*** TEXTO DE LECTURA ***
Un periodista extranjero me preguntó recientemente sobre los asuntos que la Transición aún no habría cerrado, y como todos los constitucionalistas dicen, le cité el título VIII de la Constitución, (la Organización Territorial del Estado) en el que no se hizo una referencia clara a la distribución de competencias entre las autonomías y el Gobierno central. Pensé en decirle que la mal denominada ‘memoria histórica’ era otro, pero llegué a la conclusión de que ese es un asunto que no surgió en la Transición, sino en un laboratorio político muchos años después en búsqueda de una estrategia que permitiera a sus promotores perpetuarse en el poder.
Los políticos de la Transición sacaron del debate político las querellas del pasado, conscientes de que sobre ellas era muy difícil unir a una sociedad que anhelaba parecerse a sus vecinos europeos y construir sólidamente una democracia, razón por la cual el debate sobre la II República, como decía el historiador Santos Juliá, cayó en el olvido. Los italianos, ellos tan finos para tantas cosas, tienen dos formas distintas para “olvidar”: dimenticare (sacar de la mente) y scordare (sacar del corazón). El general Manuel Gutiérrez Mellado, usó la primera acepción cuando aconsejó a Felipe González que esperara antes de abordar públicamente temas relacionados con la Guerra Civil y la Segunda República. Según una entrevista concedida por González, Gutiérrez Mellado le dijo: «Debajo de las cenizas todavía hay rescoldos ardiendo que hay que tratarlos con cuidado. En España deberíamos esperar a que mi generación, la mía, no estuviera, para intentar hacer con más calma y más perspectiva una revisión de lo que ha pasado». Este consejo reflejaba la preocupación del general por las heridas aún abiertas en la sociedad española y la necesidad de abordarlas con prudencia y perspectiva temporal. Con posterioridad el presidente Felipe González rescató a Gutiérrez Mellado nombrándole consejero de Estado permanente, en reconocimiento a su valía y compromiso con la democracia. Estas declaraciones ilustran la cautela con la que se trataban los temas históricos sensibles durante la Transición española, priorizando la estabilidad y la reconciliación nacional.
*** CONJUNTO DE DATOS ***
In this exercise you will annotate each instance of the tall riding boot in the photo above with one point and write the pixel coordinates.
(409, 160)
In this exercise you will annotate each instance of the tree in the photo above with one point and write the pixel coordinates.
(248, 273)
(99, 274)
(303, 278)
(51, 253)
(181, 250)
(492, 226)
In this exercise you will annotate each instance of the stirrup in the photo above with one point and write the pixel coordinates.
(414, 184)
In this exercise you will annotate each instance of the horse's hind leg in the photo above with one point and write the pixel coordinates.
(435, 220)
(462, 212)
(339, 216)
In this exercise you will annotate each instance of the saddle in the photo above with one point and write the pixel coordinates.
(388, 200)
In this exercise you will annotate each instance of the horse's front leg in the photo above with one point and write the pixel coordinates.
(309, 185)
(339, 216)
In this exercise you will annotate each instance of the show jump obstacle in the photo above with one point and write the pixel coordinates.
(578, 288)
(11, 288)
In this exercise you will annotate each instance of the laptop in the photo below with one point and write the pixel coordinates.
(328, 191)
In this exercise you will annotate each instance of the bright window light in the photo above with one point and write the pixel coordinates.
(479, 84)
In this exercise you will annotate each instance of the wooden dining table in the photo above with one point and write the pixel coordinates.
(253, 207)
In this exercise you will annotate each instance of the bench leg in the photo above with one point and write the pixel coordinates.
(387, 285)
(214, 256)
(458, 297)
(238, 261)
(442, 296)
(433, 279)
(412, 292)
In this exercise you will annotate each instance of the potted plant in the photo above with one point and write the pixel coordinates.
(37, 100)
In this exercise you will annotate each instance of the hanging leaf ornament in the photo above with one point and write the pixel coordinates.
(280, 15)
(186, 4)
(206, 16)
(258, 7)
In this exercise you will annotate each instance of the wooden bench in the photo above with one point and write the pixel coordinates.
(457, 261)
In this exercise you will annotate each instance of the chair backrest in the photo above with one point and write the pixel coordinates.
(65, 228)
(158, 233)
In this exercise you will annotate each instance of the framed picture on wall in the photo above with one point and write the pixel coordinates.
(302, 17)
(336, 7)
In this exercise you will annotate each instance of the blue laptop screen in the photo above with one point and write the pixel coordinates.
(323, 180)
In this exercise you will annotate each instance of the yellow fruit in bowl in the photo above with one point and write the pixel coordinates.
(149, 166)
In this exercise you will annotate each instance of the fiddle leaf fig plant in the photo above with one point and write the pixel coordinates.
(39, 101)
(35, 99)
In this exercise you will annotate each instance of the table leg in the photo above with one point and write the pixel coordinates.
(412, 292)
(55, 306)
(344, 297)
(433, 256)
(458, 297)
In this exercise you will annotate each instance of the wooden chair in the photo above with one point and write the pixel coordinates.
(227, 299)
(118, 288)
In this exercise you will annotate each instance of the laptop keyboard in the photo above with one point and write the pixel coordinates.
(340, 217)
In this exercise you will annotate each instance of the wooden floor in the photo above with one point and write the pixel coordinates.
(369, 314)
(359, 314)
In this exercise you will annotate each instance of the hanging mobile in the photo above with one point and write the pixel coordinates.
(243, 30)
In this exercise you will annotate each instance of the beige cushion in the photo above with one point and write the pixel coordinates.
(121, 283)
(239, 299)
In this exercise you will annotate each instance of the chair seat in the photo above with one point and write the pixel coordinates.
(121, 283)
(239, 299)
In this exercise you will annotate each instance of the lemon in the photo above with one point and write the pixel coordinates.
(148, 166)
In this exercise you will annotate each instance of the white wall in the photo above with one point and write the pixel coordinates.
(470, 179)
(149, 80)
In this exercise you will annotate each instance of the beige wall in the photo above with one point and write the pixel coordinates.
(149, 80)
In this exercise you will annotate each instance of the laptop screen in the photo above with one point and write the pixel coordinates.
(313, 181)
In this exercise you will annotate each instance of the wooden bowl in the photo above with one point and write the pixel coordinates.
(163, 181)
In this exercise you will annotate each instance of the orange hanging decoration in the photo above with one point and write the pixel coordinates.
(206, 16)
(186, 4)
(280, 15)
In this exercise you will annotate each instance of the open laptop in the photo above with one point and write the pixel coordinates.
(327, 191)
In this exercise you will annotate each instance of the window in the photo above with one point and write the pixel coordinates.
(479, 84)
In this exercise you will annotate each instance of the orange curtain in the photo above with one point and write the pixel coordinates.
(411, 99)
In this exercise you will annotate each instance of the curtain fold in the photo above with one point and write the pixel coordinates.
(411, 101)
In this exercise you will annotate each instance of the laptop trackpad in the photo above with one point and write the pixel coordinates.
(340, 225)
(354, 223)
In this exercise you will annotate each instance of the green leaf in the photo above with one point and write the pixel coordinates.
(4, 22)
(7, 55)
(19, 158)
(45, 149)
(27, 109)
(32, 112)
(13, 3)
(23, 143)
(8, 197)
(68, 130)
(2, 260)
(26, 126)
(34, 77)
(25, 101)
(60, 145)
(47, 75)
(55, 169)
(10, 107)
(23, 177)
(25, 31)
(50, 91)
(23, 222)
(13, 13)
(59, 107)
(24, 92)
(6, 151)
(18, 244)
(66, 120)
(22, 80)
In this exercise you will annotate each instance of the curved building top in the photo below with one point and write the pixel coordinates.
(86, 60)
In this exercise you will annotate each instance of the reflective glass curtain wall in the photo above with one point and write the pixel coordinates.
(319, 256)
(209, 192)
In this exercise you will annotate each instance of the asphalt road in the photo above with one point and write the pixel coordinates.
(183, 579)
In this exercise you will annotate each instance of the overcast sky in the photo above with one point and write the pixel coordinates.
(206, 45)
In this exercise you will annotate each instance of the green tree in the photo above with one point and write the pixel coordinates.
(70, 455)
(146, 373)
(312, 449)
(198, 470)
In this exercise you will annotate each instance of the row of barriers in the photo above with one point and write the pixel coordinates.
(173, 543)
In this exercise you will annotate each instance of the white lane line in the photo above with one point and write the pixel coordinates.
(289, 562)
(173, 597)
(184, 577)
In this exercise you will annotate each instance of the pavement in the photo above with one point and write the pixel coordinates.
***
◆ **CONSIGNA 1**:
Copie literalmente el pasaje del texto sobre la Transición que comienza con las palabras "Un periodista extranjero" y concluye con "en el poder.".
◆ **CONSIGNA 2**:
Enumere todas las personas que el texto sobre la Transición menciona por su nombre.
◆ **CONSIGNA 3**:
Prosiga la redacción del texto sobre la Transición española a partir de su última oración.
Las entradas constituyen un material independiente del texto.

◆ **RESPUESTA DEFINITIVA 1**:
Un periodista extranjero me preguntó recientemente sobre los asuntos que la Transición aún no habría cerrado, y como todos los constitucionalistas dicen, le cité el título VIII de la Constitución, (la Organización Territorial del Estado) en el que no se hizo una referencia clara a la distribución de competencias entre las autonomías y el Gobierno central. Pensé en decirle que la mal denominada ‘memoria histórica’ era otro, pero llegué a la conclusión de que ese es un asunto que no surgió en la Transición, sino en un laboratorio político muchos años después en búsqueda de una estrategia que permitiera a sus promotores perpetuarse en el poder.

◆ **RESPUESTA DEFINITIVA 2**:
Santos Juliá, Manuel Gutiérrez Mellado y Felipe González.

◆ **RESPUESTA DEFINITIVA 3**:
Como dice Alessia Putin en su apasionado, pero razonado, alegato en defensa de Europa, El rearme occidental. Un nuevo impulso al orden liberal, actualmente la identidad se define por la “herida” pero no por el proyecto común, ni por todos aquellos logros por lo que debemos estar orgullosos. Esta retórica de la discordia, ni es nueva ni es sólo española. No lo olvidemos precisamente ahora, septuagésimo quinto aniversario de la declaración Schumann, con la que los padres europeos dieron una solución imaginativa y exitosa a una crisis envenenada como era la situación en la cuenca minera del Ruhr, gracias a la cual se hizo realidad uno de los mayores triunfos políticos de la humanidad: la Unión Europea. Ese descontento o pesimismo con nosotros mismos se extiende actualmente por las democracias occidentales, me temo que, animado por los enemigos de las sociedades abiertas.
Enemigos que tuvieron su canto del cisne en 2016, “año cero de los populismos”, con los referendos sobre el Brexit o Cataluña, el primer Trump, o la primera Secretaría General del PSOE de Pedro Sánchez antes de que le expulsaran del partido, entre otras cosas, por su proyecto de ruptura del pacto constitucional: “no es no”.
Llevamos por tanto diez años en los que como dice Ignacio Varela el sanchismo ha desterrado de los usos políticos cualquier mecanismo de concertación política y de lealtad institucional fomentando un “cisma bipolar”, código genético de su existencia, en el que no se deja de perder la ocasión para horadar la construcción del estado democrático, social y de derecho que nos dimos en 1978, y en el que entre otras cosas, se colocó en el centro de la acción política, la dignidad del ciudadano y la búsqueda del bien común. Precisamente lo que se cuenta en Consolidar la democracia. El Gobierno de Leopoldo Calvo-Sotelo (1981-1982) de los catedráticos Vidal Pelaz y Pablo López, donde se describe cómo Calvo-Sotelo no quiso condicionar el diseño autonómico consagrando la desigualdad de catalanes y vascos en un diseño “asimétrico” del Estado, como le hubieran agradecido parlamentariamente con sus votos los nacionalistas.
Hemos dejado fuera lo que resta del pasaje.